◆ **Exercise set**
1. Using the seminar speech, answer each question on its own line:
(a) On whose behalf is the speaker presenting the paper?
(b) What is the title of the speaker's topic?
(c) Into how many main parts is the presentation organized?
2. Pick up the seminar speech after its fifth outline point and write the passage that follows.

◆ **Source extract**
****************

Ladies and Gentlemen,

First of all, I would like to thank and convey my deepest gratitude to the organizing committee for inviting me to present a paper on this seminar on behalf of the Oromo Liberation Front, OLF. It is a great privilege and honour for me and my organization to be here today representing the Oromo people.

Ladies and Gentlemen, 

The topic on which I am going to speak is “Banned and forced out of Transitional Government: Struggle for National Rights and Democracy - the Case of OLF”. My presentation is organized in five main parts:-

  1. I will give some background on the Oromo people and Ethiopia.
  2. I will elucidate the birth and grand objectives of the OLF and its formidable role in the past, today, and the future politics of Ethiopia.
  3. I will try to indicate how the vision of “New world order” challenged by Global War on Terror (GWOT).
  4. I will skim over the current situation in Oromia/Ethiopia, and finally,
  5. I offer my organization’s view on the way forward.

****************

◆ **Provided data**
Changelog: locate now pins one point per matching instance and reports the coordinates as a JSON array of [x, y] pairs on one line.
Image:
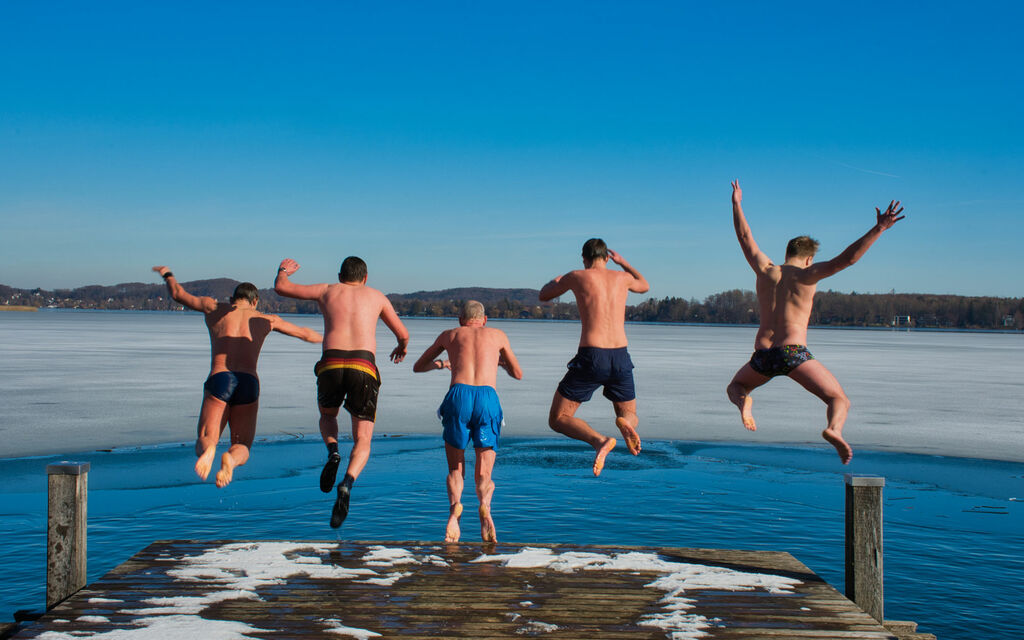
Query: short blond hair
[[471, 309]]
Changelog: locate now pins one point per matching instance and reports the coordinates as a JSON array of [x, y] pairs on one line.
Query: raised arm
[[429, 359], [555, 288], [755, 257], [204, 304], [393, 323], [302, 333], [639, 284], [508, 361], [855, 251], [287, 288]]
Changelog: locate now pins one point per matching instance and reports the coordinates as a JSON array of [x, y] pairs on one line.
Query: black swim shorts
[[593, 368], [779, 360], [232, 387], [348, 378]]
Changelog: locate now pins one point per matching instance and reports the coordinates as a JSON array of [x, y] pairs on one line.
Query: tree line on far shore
[[733, 307]]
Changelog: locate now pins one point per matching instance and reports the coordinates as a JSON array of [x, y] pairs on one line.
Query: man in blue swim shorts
[[231, 391], [602, 359], [470, 411], [785, 294]]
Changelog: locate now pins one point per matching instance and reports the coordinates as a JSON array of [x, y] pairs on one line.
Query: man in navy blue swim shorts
[[602, 359], [470, 412], [230, 394], [785, 295]]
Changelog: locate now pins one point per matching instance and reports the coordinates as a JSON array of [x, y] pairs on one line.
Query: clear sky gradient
[[480, 143]]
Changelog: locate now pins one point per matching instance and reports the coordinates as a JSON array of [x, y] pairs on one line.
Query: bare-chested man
[[347, 372], [602, 358], [231, 391], [471, 409], [785, 294]]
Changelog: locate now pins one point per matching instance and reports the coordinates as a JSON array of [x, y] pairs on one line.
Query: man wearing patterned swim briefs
[[471, 410], [231, 391], [602, 359], [347, 375], [785, 294]]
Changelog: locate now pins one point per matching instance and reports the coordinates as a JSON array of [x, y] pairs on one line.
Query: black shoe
[[340, 509], [330, 472]]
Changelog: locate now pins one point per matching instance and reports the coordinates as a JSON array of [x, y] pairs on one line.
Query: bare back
[[474, 353], [600, 296], [350, 312], [237, 335]]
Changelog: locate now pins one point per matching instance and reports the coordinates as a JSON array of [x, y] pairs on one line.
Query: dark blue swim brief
[[593, 368], [232, 387], [779, 360]]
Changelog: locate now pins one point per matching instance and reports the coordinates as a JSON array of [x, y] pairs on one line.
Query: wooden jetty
[[416, 590]]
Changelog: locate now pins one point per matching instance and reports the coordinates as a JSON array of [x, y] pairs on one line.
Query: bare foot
[[205, 463], [487, 532], [629, 434], [452, 531], [226, 470], [747, 414], [836, 439], [602, 453]]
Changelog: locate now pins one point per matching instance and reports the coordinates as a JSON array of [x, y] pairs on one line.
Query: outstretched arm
[[855, 251], [393, 323], [639, 284], [204, 304], [287, 288], [302, 333], [508, 361], [555, 288], [755, 257], [429, 359]]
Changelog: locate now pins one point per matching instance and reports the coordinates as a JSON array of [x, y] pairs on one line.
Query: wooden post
[[66, 543], [863, 543]]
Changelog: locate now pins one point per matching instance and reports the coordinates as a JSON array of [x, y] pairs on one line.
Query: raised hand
[[289, 266], [890, 216]]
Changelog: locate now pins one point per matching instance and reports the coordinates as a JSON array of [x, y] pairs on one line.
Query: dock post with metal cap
[[66, 529], [863, 543]]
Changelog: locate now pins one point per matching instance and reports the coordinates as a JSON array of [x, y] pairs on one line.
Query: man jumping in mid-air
[[347, 372], [231, 391], [471, 409], [602, 359], [785, 294]]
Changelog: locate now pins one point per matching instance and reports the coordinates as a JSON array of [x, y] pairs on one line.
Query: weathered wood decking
[[195, 590]]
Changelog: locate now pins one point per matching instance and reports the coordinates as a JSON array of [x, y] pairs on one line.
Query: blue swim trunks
[[593, 368], [471, 412], [779, 360], [232, 387]]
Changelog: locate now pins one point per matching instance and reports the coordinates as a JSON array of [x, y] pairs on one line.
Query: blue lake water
[[74, 383]]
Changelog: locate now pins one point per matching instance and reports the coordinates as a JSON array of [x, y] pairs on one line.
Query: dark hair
[[801, 247], [594, 248], [246, 291], [352, 270]]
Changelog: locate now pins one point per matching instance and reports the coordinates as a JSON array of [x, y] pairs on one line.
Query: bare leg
[[484, 491], [455, 481], [212, 418], [242, 419], [562, 419], [627, 421], [813, 376], [363, 433], [739, 389]]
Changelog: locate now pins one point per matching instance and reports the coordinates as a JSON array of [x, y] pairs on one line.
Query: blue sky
[[476, 143]]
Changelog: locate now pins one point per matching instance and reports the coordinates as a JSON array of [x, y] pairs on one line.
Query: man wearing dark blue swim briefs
[[785, 295], [230, 394], [602, 359], [470, 411]]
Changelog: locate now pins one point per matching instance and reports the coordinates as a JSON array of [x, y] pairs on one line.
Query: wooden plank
[[462, 598]]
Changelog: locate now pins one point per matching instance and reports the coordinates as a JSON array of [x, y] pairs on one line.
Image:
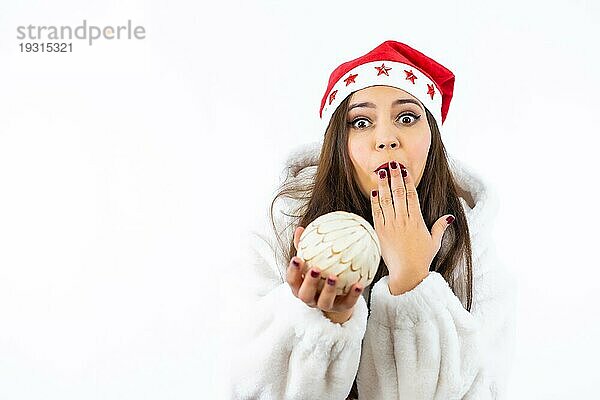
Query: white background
[[131, 170]]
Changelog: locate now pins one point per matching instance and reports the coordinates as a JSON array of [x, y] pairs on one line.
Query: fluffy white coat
[[422, 344]]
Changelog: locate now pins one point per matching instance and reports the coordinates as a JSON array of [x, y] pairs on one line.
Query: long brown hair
[[334, 188]]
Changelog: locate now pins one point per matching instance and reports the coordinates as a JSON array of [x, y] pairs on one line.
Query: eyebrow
[[371, 105]]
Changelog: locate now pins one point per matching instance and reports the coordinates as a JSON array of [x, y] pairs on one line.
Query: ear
[[297, 234]]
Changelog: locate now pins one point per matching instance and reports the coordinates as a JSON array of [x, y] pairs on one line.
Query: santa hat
[[392, 64]]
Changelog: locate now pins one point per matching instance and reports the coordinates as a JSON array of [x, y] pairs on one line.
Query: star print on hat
[[392, 64]]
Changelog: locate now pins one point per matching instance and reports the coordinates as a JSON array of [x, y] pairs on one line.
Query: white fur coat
[[422, 344]]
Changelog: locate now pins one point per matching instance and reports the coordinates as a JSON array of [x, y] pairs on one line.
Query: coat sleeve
[[286, 349], [424, 344]]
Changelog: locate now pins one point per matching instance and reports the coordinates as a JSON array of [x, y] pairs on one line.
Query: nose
[[386, 138]]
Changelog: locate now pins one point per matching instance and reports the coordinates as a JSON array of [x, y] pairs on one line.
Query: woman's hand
[[337, 308], [407, 247]]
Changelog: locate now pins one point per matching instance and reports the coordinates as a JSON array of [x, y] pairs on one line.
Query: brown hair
[[334, 188]]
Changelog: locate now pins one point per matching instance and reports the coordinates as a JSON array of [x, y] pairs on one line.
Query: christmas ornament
[[342, 244]]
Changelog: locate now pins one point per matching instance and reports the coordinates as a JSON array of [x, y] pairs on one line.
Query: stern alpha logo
[[81, 32]]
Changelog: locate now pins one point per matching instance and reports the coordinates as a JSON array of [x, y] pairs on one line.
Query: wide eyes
[[406, 119]]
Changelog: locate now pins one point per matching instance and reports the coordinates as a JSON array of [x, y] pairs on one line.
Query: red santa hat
[[392, 64]]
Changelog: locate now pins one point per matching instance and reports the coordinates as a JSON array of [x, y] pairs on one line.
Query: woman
[[437, 322]]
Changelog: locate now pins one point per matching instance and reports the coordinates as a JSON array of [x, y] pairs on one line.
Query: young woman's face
[[385, 124]]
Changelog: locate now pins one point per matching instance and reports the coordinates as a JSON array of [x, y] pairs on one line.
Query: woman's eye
[[359, 123], [409, 118]]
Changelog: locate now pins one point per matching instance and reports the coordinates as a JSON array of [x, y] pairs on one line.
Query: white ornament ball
[[342, 244]]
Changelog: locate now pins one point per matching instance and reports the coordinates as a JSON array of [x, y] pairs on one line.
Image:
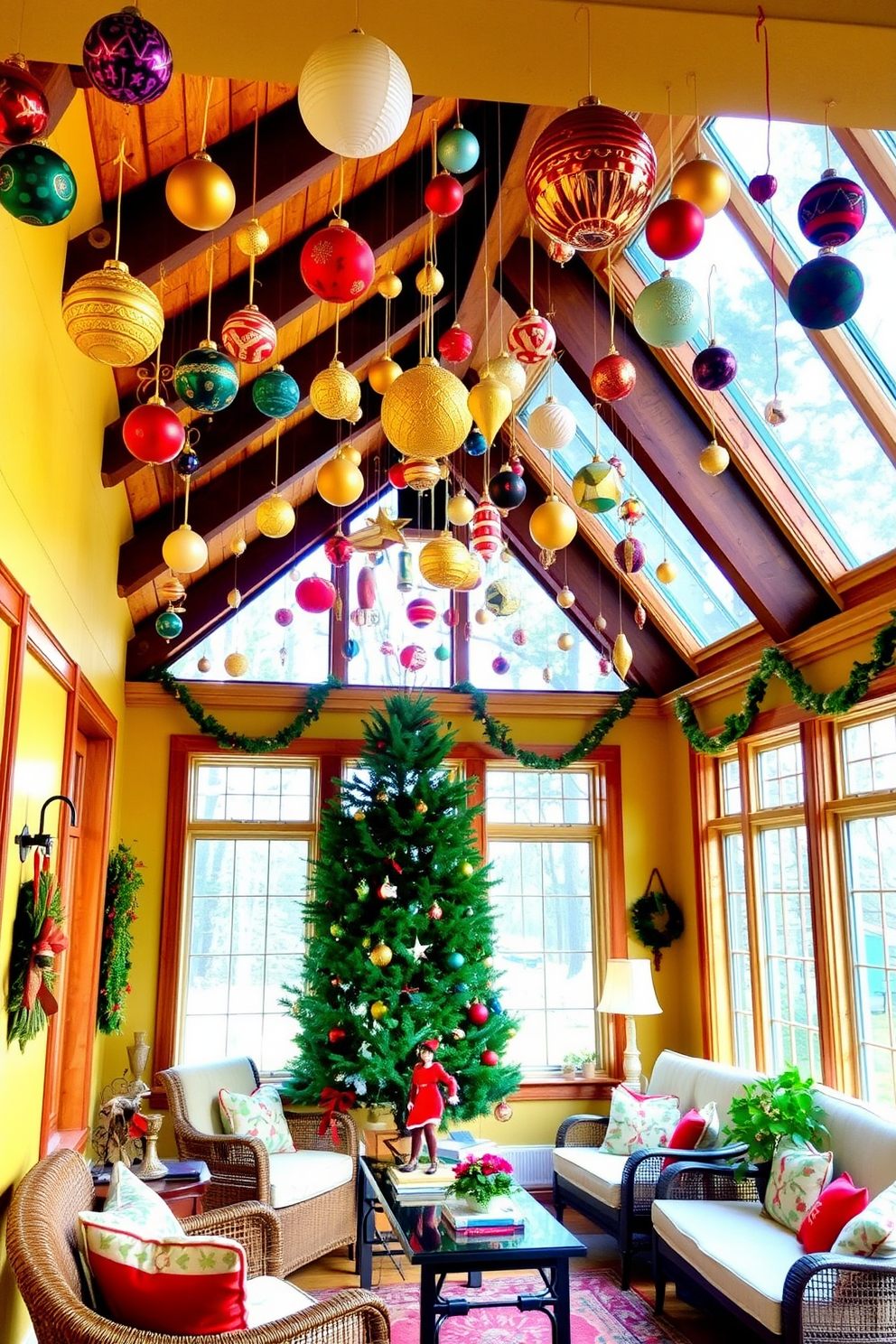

****************

◆ **Outputs**
1.
(a) The Oromo Liberation Front, OLF.
(b) "Banned and forced out of Transitional Government: Struggle for National Rights and Democracy - the Case of OLF"
(c) Five.

2.
Ladies and Gentlemen, 

  1. Background:

    The Oromo make up a significant portion of the population of the Horn of Africa. In Ethiopia, the Oromo constitute about 40% of the 101 million population of the country. Oromia, the land of Oromo, is the economic backbone of Ethiopia. Despite the fact that, Oromo’s maintain distinct and homogenous culture, common language, history, ancestry, and separate territory, they are socially, economically, and politically subjugated and marginalised in Ethiopian. Ethiopia is an empire-state created as an outcome of the 1884/1885 Berlin Conference during the era of the "scramble for Africa". The core Abyssinian kingdom was assisted to expand by annexing the other nations and nationalities to their south. The Ethiopian empire that emerged as a result of this expansion is ethnically heterogeneous, comprising more than 80 nations and nationalities with 83 languages and over 200 dialects. The Oromo and Amhara are two of the largest ethnic groups. Since the expansionist occupation, the Oromo people have lived under successive brutal and oppressive rules to this day. The fact that the Oromo were occupied by black African nation makes their case quite blurred compared to nations colonized by Europeans. The pain and brutality of inter-tribal occupation among black Africa was and is as severe and bitter as that of white occupation of black Africa nonetheless.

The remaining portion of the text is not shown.